Given text:
• • •
CASTAWAY – Craigo Art

I hope you enjoy the fifth in the occasional series of guest blogs from our Collectivists.

Entitled ‘Castaway’ in an homage to the marvellous ‘Desert Island Discs’ I have asked our artists to choose pieces of art which they would like to take with them to their island hideaway and instead of a book and a luxury, to select the artist that they would most like to share the island with and the equipment that they would most like to take with them. (I will give them an unlimited supply of paper!)

Craig joined the Collective quite recently. He largely paints impressionistic views of his home city, particularly Stockbridge and The New Town where he is based.  We are lucky to have three original paintings (as well as signed prints) of Edinburgh landmarks nearer to our gallery on the Southside: The Meadows in Spring, St Giles and Edinburgh Castle.

He also takes inspiration from his extensive travels around Italy.  With a love of the Scottish Landscape greats he strives to capture colour, light and atmosphere in his paintings.

Craigo has a background in design, photography and marketing.  He studied and worked in the South of Scotland, North of England and briefly in Holland before he fell in love with Edinburgh and developed his passion for oil painting.

‘Poets Pub’ by  Alexander ‘Sandy’ Moffat’ 1980. 

I love this painting and the image that it portrays of Edinburgh as a hub for intellectuals, thinkers, poets, and artists.

As a student, Sandy Moffat shared a studio in Rose Street with John Bellany and they haunted the bars nearby, where there was a thriving bohemian atmosphere full of artists, musicians and poets – not just tourists like now.

The pub depicted is an amalgamation of Milne’s, the Abbotsford, and the Cafe Royal.

I first became aware of the painting on my earliest visits to Edinburgh as a boy and my principal interest was Hugh MacDairmid, who is central in the painting. MacDairmid was born in the same small Borders village as me, and was always the subject of fascination when he occasionally returned and was (unfortunately) treated with a degree of suspicion and disdain by the locals who would gossip “He’s communist you know” – but that added to his mystique for me.
• • •
Actions to take:
A: Answer these questions from the Castaway post:
(i) Which three original paintings of Edinburgh landmarks by Craig does the gallery have?
(ii) Which three pubs are combined in the pub shown in 'Poets Pub'?
(iii) Who shared a studio in Rose Street with Sandy Moffat when he was a student?
B: Pick up the Castaway post after its last sentence and write what comes next.
The listing that comes next is separate material with no connection to the Castaway post.

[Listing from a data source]
• • •
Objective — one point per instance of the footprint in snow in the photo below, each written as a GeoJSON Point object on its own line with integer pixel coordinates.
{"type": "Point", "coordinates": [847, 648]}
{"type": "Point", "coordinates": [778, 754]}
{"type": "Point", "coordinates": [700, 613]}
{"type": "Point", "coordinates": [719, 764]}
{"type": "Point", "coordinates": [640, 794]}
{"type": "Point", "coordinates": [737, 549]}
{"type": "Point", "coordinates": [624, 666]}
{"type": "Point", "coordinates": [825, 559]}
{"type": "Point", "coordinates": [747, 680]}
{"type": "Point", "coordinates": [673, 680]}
• • •
Results for the exercise:
A:
(i) The Meadows in Spring, St Giles and Edinburgh Castle.
(ii) Milne's, the Abbotsford and the Cafe Royal.
(iii) John Bellany.

B:
The other writers and poets depicted are Norman MacCaig, Sorley Maclean, Iain Crichton Smith, George Mackay Brown, Sydney Goodsir Smith, Edwin Morgan, Robert Garioch, and in the foreground is Alan Bold. 

‘The Piazzetta, Venice’ by Joseph Mallord William Turner (1840)

Scotland’s National Gallery was bequeathed an amazing collection of Turner watercolours by art collector Henry Vaughan in 1900. Since then, following Vaughan’s strict guidelines, they have only ever been displayed during the month of January, when natural light levels are at their lowest.

My favourite painting from this collection is ‘The Piazzetta, Venice’, which would perhaps have to be a reproduction for the desert Island because of the sunshine!

Turner was so innovative, original and ahead of his time as a landscape painter – no one has quite surpassed his ability to capture light and atmosphere.

The Scrovegni Chapel (Cappella degli Scrovegni) Padua by Giotto (completed around 1305)

I’m being a little greedy adding this as a choice, but I would be happy to have a VR headset version of this masterpiece on my island. 

The chapel contains a 14th-century fresco cycle by Giotto, located in Padua city centre.  It is a ‘must see’ highlight for me.

Maybe smaller scale than, say, the Sistine Chapel, but seeing this is a truly amazing and moving experience – the intense blue is what initially hits you upon entering and then you are drawn to the humanity and expression of the figures.

Giotto was the first artist to capture this emotion and humanity, and was a true innovator.

“La Vucciria” by  Renato Guttuso (1974)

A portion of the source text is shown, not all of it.